Stored data entries
Content starts
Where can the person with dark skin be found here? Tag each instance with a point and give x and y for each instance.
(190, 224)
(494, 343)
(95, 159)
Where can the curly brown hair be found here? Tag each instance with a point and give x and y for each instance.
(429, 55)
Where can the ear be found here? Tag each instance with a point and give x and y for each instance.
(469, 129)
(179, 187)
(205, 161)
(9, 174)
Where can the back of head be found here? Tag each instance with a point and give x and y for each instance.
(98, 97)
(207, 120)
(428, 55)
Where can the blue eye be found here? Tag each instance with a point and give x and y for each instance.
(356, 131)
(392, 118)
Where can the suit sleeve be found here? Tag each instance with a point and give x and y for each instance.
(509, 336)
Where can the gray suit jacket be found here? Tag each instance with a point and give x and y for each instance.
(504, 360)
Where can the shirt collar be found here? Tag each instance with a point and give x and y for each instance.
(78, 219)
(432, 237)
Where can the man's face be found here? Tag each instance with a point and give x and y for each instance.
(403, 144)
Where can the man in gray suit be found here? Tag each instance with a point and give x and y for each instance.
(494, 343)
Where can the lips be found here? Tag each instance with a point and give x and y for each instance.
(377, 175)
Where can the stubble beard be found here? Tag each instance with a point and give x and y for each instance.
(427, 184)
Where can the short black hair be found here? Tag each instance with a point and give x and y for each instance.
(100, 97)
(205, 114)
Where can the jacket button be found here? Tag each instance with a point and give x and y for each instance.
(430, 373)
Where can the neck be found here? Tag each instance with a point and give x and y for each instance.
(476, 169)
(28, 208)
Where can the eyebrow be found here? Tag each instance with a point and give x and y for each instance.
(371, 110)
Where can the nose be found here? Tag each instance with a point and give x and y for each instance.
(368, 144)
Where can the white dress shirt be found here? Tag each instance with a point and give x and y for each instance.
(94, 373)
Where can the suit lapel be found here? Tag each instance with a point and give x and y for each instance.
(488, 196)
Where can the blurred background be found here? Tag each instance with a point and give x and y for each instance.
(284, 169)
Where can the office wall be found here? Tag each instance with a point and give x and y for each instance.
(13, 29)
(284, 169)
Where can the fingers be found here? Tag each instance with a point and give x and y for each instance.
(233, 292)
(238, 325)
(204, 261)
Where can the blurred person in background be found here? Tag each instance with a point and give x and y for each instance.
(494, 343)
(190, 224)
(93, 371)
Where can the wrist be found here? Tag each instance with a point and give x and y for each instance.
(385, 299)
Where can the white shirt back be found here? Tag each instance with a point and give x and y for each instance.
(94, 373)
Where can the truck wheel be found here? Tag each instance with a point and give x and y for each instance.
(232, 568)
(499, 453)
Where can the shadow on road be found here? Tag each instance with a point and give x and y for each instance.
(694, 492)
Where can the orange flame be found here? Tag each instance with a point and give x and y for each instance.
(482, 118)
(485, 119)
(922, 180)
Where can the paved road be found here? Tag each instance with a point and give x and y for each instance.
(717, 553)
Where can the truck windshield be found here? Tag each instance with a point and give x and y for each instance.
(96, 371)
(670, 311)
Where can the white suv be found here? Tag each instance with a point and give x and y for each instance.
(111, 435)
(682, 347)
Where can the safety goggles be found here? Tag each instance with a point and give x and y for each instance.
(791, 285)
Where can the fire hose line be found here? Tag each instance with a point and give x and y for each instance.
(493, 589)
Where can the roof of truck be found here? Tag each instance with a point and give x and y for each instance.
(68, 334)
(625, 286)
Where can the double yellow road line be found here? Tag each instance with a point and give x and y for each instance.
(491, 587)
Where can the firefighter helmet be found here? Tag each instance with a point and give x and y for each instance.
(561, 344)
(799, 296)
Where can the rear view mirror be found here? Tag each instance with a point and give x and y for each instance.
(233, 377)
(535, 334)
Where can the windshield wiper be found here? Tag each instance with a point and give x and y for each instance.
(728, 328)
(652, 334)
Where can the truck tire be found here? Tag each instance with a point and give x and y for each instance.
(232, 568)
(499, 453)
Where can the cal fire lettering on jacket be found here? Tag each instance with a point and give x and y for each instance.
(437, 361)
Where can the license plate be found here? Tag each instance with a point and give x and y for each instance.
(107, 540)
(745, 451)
Content ends
**WHAT IS REQUIRED**
Transcribe each record exactly. Leave nothing out.

**TASK ANSWER**
Where can the person with dark skin be found here? Tag each instance with a point and give x and y for each instance.
(190, 224)
(494, 343)
(95, 159)
Where can the curly brown hair be found here? Tag each instance with a point and give x and y for each instance.
(429, 55)
Where can the ear be found here? Tag each instance with a point and give x and y for each instance.
(469, 129)
(179, 187)
(205, 161)
(9, 174)
Where can the back of head be found here? Tag each instance with a point and give x and y for each instance.
(98, 97)
(207, 120)
(428, 55)
Where can the blue eye be found here? Tag each instance with a point and give x and y for each instance.
(356, 131)
(392, 118)
Where can the suit sleeve be found here? Tag each instance with a point and give x and y for each instance.
(509, 336)
Where can the gray suit jacket be found here? Tag each instance with a point and give x and y for each instance.
(504, 360)
Where can the shirt collar be found here? Tag each instance with a point and give x and y for each instance.
(78, 219)
(432, 237)
Where can the man's face be found here? Tag each instance with a point and give x and y for each instance.
(403, 144)
Where can the man in gray suit be found here? Tag each instance with a point and give x and y for each instance.
(494, 343)
Where can the lips be found here? Tag each instance with a point and give x and y for each instance.
(377, 175)
Where can the stubble beard be found here? Tag each instance with a point and give x and y for each instance.
(427, 184)
Where can the short black hair be found here? Tag each instance with a point and give x and y for each instance.
(100, 97)
(205, 114)
Where can the jacket button be found here? Tag each instance with a point and give x and y for each instance.
(430, 373)
Where can the neck be found here? Tag each instance with a point and give x and y for each instance.
(476, 169)
(28, 208)
Where can the eyebrow be found here? Tag each instance with a point and give x and y for each instance.
(371, 110)
Where can the nose be found here? Tag each instance with a point and give x and y for each instance.
(368, 144)
Where can the white dress shirt be found here? Tag each instance with a point and give x and y for each instance.
(94, 373)
Where can the suit lapel be found here? Tag each instance with a point and give x and y for each instance.
(488, 196)
Where can the blurred background be found here? Tag each instance with a point and give x and y for each instance.
(284, 169)
Where can the office wall be found here? Tag each instance with a point and give x and y for each instance.
(13, 29)
(284, 169)
Where can the fingers be found here? Tag each instance with a point and give x and y for each instance.
(233, 292)
(238, 325)
(204, 261)
Where can the blurred person in background be found here? Tag each instance with a point and give x and y for each instance.
(494, 343)
(190, 224)
(93, 371)
Where can the wrist be found here? Tag each instance with a point and give x and y for each instance.
(385, 299)
Where can the white shirt back be found here? Tag each instance with a point and give x and y for each instance.
(94, 373)
Where can the truck wheel be found here? Tag each instance with a point and give x and y for each instance.
(232, 568)
(499, 453)
Where can the shadow on road be found here? Tag each instance with a point and give x and y for each instance.
(694, 492)
Where can the orange flame be found here? Tag each instance with a point and give x and y for each instance.
(482, 118)
(485, 119)
(922, 180)
Where can the paved road be found here? Tag each instance with a point and give x and y for each instance.
(717, 553)
Where can the truck windshield be found here? Tag each instance with a point and give x and y for each instance.
(96, 371)
(670, 311)
Where can the white suv be found here? Tag each instance with a point and give x and y for each instance.
(111, 435)
(682, 347)
Where can the safety goggles be found here? Tag each instance with a point and give x and y for each instance.
(791, 285)
Where can the fire hose line be found here? Tag each instance with a point and give x and y for each instance.
(493, 589)
Where can the roof of truck be found here? Tag each instance with a point and give x and y for each instance.
(68, 334)
(625, 286)
Where can the double yellow road line be found here? Tag each instance with a point and give x and y for each instance.
(491, 587)
Where can the firefighter helmet be found here? Tag each instance with a point and give x and y for each instance.
(561, 344)
(799, 296)
Where can the rear view mirror be found here? Tag each instance with a point and give x and y for each instance.
(233, 377)
(535, 334)
Where can the windshield wiper be found here? Tag each instance with a point and give x and y for each instance.
(728, 328)
(652, 334)
Where can the truck tire be found here? Tag each instance with a point and give x and y for each instance.
(232, 568)
(499, 453)
Where can the cal fire lettering on jacket be found here? Tag each instance with a point and give x and y for each instance.
(437, 361)
Where can the license plate be found here? Tag each instance with a point and give x and y for each instance.
(107, 540)
(745, 451)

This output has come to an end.